Critical care medicine (e.g., treatment of stroke, heart attack) was Inotek’s discovery focus when founded nearly 20 years ago. The company identified three major pharmacologic targets for intervention (adenosine, PARP, and reactive oxygen species including peroxynitrite), each of which regulate or arise as cellular responses to tissue stress or injury, including elevated intraocular pressure, hypoxia (low oxygen), ischemia-reperfusion, and oxidative stress from hyperglycemic metabolism (e.g., in diabetes). These pathologies alter cellular metabolism and energetics, activate inflammation, and result in DNA damage and often cell death. Of these three pharmacologic targets, Inotek has chosen to focus its development efforts on advancing product candidates that mimic the protective actions of adenosine.
Adenosine Mimetics as Product Candidates for Glaucoma.

MATERIAL SUPPLIED>
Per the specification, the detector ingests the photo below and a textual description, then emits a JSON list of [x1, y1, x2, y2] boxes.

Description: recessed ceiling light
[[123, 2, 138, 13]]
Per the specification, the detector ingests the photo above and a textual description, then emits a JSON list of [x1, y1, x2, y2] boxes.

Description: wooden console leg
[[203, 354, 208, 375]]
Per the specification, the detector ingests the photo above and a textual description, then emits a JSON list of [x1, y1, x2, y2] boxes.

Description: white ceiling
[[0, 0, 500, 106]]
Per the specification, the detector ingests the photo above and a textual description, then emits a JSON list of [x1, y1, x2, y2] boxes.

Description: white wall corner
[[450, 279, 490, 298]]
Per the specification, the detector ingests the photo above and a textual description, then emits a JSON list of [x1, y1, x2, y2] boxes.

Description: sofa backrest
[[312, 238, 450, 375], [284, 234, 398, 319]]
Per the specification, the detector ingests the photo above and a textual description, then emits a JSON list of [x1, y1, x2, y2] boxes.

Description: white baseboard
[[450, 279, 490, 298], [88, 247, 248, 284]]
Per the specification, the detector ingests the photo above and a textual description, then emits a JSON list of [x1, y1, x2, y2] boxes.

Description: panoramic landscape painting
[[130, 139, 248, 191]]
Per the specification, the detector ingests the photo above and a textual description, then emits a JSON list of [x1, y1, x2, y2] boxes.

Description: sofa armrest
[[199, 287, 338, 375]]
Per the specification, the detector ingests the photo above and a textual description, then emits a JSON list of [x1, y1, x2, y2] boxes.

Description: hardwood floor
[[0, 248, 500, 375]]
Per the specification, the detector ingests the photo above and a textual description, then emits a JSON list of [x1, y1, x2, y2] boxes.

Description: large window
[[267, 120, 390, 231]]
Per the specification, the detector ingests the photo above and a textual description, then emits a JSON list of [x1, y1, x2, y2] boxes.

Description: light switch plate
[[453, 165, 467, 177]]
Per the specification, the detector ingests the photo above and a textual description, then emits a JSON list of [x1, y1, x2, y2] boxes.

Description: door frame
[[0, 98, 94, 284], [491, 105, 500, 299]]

WORK ORDER 1>
According to the Inotek passage, what three major pharmacologic targets did the company identify?
WORK ORDER 2>
Rewrite the Inotek passage's paragraph that begins "Critical care medicine" as a shorter paragraph, keeping its main facts.
The entries aren't needed for what follows.

WRITTEN REPLY 1>
Adenosine, PARP, and reactive oxygen species including peroxynitrite.

WRITTEN REPLY 2>
Inotek was founded nearly 20 years ago with a discovery focus on critical care medicine, such as stroke and heart attack. It identified three pharmacologic targets: adenosine, PARP, and reactive oxygen species including peroxynitrite. Each regulates or arises from cellular responses to tissue stress or injury, such as elevated intraocular pressure, hypoxia, ischemia-reperfusion, and oxidative stress from hyperglycemic metabolism. These conditions alter cellular metabolism and energetics, activate inflammation, and cause DNA damage and often cell death. Inotek now focuses on developing product candidates that mimic adenosine's protective actions.